### [Request]
Edit the records below so that each "in this photo" becomes "in this image", keeping everything else the same, and omit the pictures from your answer.

### [Data section]
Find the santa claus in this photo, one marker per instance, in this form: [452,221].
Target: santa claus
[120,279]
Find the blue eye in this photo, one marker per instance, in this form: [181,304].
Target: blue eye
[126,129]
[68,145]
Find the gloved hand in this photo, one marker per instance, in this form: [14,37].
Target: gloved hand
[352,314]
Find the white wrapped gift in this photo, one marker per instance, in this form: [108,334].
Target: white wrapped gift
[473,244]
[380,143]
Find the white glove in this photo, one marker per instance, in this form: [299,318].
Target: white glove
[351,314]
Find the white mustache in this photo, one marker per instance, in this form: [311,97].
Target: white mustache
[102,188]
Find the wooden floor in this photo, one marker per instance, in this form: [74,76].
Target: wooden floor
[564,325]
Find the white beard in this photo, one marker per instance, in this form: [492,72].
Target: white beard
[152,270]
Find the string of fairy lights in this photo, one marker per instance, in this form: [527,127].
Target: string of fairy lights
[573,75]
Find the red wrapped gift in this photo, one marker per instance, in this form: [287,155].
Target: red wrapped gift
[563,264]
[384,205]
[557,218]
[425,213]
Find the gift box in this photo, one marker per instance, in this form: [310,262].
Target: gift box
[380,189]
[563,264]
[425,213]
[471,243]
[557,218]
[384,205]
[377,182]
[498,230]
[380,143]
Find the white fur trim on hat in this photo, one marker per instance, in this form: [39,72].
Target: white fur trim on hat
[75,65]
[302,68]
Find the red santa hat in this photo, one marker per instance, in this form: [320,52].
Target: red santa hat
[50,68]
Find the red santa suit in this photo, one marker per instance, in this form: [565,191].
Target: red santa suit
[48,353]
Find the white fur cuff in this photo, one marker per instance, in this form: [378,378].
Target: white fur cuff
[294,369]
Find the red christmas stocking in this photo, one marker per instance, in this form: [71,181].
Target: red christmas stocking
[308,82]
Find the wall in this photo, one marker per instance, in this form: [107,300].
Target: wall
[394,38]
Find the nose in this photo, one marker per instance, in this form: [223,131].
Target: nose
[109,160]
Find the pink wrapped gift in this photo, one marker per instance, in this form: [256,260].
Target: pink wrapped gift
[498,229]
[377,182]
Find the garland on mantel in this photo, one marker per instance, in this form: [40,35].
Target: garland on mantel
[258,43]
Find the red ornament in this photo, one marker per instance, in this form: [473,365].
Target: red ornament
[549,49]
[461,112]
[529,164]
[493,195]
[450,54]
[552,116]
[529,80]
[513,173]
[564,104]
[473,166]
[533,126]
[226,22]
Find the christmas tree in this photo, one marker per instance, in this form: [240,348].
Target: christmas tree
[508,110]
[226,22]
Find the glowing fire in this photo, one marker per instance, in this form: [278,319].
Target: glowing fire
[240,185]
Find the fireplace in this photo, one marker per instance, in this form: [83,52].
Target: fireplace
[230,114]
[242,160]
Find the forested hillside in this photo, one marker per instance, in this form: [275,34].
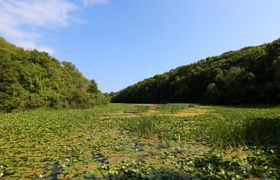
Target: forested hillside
[32,79]
[250,75]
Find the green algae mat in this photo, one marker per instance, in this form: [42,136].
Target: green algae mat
[135,141]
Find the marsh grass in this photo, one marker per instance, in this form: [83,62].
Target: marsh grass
[163,127]
[173,108]
[241,127]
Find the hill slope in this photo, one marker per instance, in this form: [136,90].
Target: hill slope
[249,75]
[32,79]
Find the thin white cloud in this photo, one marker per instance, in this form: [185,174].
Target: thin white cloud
[22,21]
[95,2]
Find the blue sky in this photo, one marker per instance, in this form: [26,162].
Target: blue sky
[120,42]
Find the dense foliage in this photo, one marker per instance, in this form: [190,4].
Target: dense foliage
[250,75]
[32,79]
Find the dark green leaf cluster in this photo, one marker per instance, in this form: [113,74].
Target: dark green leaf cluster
[33,79]
[247,76]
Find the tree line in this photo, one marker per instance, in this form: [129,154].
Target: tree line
[247,76]
[33,79]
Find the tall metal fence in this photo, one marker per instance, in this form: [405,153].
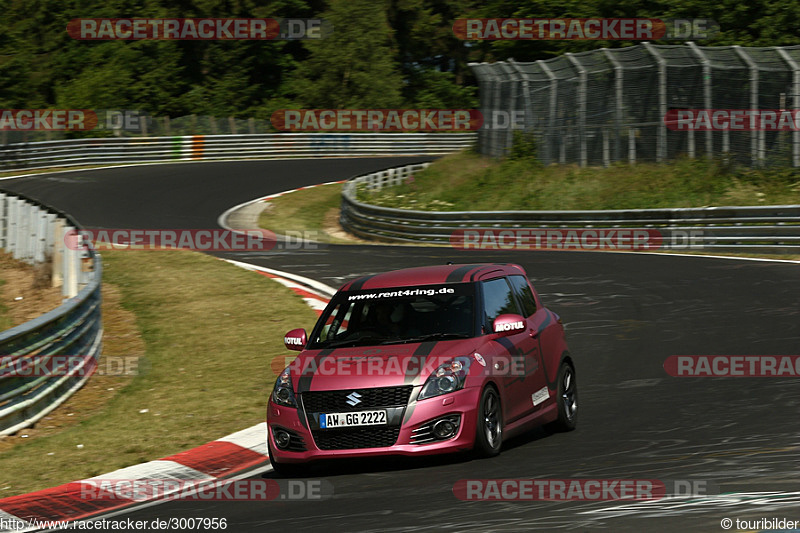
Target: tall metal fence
[597,107]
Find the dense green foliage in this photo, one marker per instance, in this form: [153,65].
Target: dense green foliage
[382,53]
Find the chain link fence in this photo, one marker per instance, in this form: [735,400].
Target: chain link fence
[606,105]
[110,124]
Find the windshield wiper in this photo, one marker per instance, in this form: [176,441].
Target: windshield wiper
[431,337]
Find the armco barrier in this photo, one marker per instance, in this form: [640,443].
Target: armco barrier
[764,229]
[35,233]
[121,150]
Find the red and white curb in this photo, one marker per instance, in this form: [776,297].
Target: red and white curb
[216,460]
[220,459]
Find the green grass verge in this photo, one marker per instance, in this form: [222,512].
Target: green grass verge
[314,210]
[5,320]
[468,182]
[207,371]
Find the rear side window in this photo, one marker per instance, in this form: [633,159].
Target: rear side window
[497,300]
[524,294]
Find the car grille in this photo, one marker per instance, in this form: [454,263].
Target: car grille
[336,401]
[296,442]
[352,438]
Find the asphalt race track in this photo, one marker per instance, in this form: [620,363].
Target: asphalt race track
[624,313]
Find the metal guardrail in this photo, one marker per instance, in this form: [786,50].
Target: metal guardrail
[122,150]
[35,375]
[764,229]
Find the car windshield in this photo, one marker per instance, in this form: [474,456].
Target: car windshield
[397,315]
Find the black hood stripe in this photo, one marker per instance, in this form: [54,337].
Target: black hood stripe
[418,361]
[304,381]
[359,283]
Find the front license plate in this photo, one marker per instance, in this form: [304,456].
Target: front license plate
[359,418]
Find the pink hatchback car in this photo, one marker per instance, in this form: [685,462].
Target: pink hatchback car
[422,361]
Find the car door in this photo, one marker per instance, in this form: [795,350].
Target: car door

### [Task result]
Find the santa claus in this image, one marker per instance, in this form: [452,221].
Target: santa claus
[120,279]
Find the blue eye in this image, one marker per instance, in this form: [181,304].
Target: blue eye
[126,129]
[68,145]
Find the gloved hand in this image, one marker per instance, in this form: [14,37].
Target: gloved hand
[352,314]
Find the white wrapped gift in this image, one marker per instance, in this form: [108,334].
Target: white wrapped gift
[473,244]
[380,143]
Find the white glove in this image, one marker per instance, in this form: [299,318].
Target: white glove
[351,314]
Find the white mustache in this image, one marker per instance, in this form: [311,97].
Target: white mustache
[102,188]
Find the wooden floor in this image, one marker per instance, in this form: [74,76].
Target: wooden floor
[564,325]
Find the white beard in this image, one marker per instance, in this form: [492,72].
Target: white beard
[152,270]
Find the string of fairy lights in this image, one marker per instance, in this form: [527,127].
Target: string of fairy lights
[573,75]
Find the red wrapped gift in this image, one marker per instance, in this form: [287,155].
Target: red wrapped gift
[563,264]
[384,205]
[557,218]
[425,213]
Find the gift box in this image, one marker per instance, in this form: [310,262].
Target: gift box
[380,189]
[563,264]
[425,213]
[471,243]
[557,218]
[384,205]
[377,182]
[498,230]
[380,143]
Find the white fur trim on hat in this image, one marker per instance, in this form: [39,72].
Target: white fur trim on hat
[75,65]
[302,68]
Find the red santa hat in this image, one marker per instance, in this form: [320,52].
Target: red santa hat
[50,68]
Find the red santa suit in this image, one marker per instance, in this form: [565,191].
Target: red santa suit
[48,353]
Find the white fur cuff in this image, one marker per instance, in this form: [378,378].
Target: white fur cuff
[294,369]
Find the red christmas stocking in this image, one marker per instance, in this form: [71,181].
Target: red christmas stocking
[308,82]
Find the wall in this image, one marker per instance, in this form: [107,300].
Target: wall
[394,38]
Find the nose in this image, one marker per instance, in this form: [223,131].
Target: nose
[109,160]
Find the pink wrapped gift in this image, one marker per instance, in this form: [256,260].
Target: pink wrapped gift
[498,229]
[377,182]
Find the garland on mantel in this image, one marker per instance, in this form: [40,35].
Target: garland on mantel
[258,43]
Find the red ornament in this image, one marker per instance, in this form: [473,365].
Target: red ornament
[549,49]
[461,112]
[529,164]
[493,195]
[450,54]
[552,116]
[529,80]
[513,173]
[564,104]
[473,166]
[533,126]
[226,22]
Find the christmas tree in this image, one marker per instance, in this form: [240,348].
Target: christmas tree
[508,110]
[226,22]
Find the glowing fire in this image, one marker per instance, in this form: [278,319].
Target: glowing fire
[240,185]
Find the fireplace in this image, one marker per instance, in this form: [83,52].
Target: fireplace
[230,114]
[242,160]
Find the forested hillside in this image, one marker per instance, in this form: [275,34].
Target: forested hillside
[32,79]
[250,75]
Find the green algae mat in this image, one marker per instance, in this form: [42,136].
Target: green algae mat
[135,141]
Find the marsh grass in this image, one marker per instance, in this form: [83,62].
Target: marsh grass
[163,127]
[173,108]
[241,127]
Find the hill slope in this image, one marker per instance, in this form: [136,90].
Target: hill slope
[249,75]
[32,79]
Find the thin white cloud in this image, one marker per instance, in this form: [185,174].
Target: thin white cloud
[22,21]
[95,2]
Find the blue sky in this image, one marker per instance, in this form: [26,162].
Target: blue sky
[120,42]
Find the dense foliage in this image, one marker per instance, in this form: [190,4].
Target: dense foliage
[250,75]
[32,79]
Find the dark green leaf cluster in this image, one marker per instance, in this form: [113,74].
Target: dark green leaf cluster
[33,79]
[247,76]
Find the tree line in this image, one marker per instance, in this form: [129,154].
Target: tree line
[247,76]
[33,79]
Find the tall metal fence in this image, one marker per instance, in this form: [405,153].
Target: tall metal fence
[597,107]
Find the dense green foliage in this image, one marker per instance, in this form: [153,65].
Target: dense green foliage
[382,53]
Find the chain link fence in this image, one marker per instance, in this form: [735,400].
Target: chain link fence
[606,105]
[110,124]
Find the windshield wiper in this image, one marker per instance, in this form: [176,441].
Target: windshield wiper
[431,337]
Find the armco barrier in this image, one marker per instance, in this form: [640,443].
Target: armco barrier
[764,229]
[35,233]
[121,150]
Find the red and white curb in this image, one marker per instance, in this form: [776,297].
Target: red and white curb
[216,460]
[220,459]
Find the green grass verge in this image, one marker per instance, in this form: [222,512].
Target: green grass verge
[314,210]
[5,320]
[468,182]
[207,371]
Find the rear side window in this image, one marker per instance, in this form: [633,159].
Target: rear side window
[497,300]
[524,294]
Find the car grille in this image, one marker per instance, in this form: [454,263].
Target: car grille
[336,401]
[296,442]
[352,438]
Find the asphalt race track in this image, one marker per instance, in this form: [620,363].
Target: asphalt race track
[624,313]
Find the metal guardrail in this image, one marker per instance, in this form: [786,50].
Target: metal guardrail
[122,150]
[35,375]
[764,229]
Find the car windshield in this image, one marker per instance, in this form: [474,456].
Target: car windshield
[397,315]
Find the black hood stripe in this image, one marker per instance, in this form: [54,337].
Target: black hood stripe
[418,361]
[304,381]
[359,283]
Find the front license plate in this image, one marker per instance, in this form: [304,456].
Target: front license plate
[359,418]
Find the pink hatchback car in this image, one marker per instance, in this form: [685,462].
Target: pink hatchback car
[422,361]
Find the car door in this image, one marker per instance, in this form: [795,350].
Target: car door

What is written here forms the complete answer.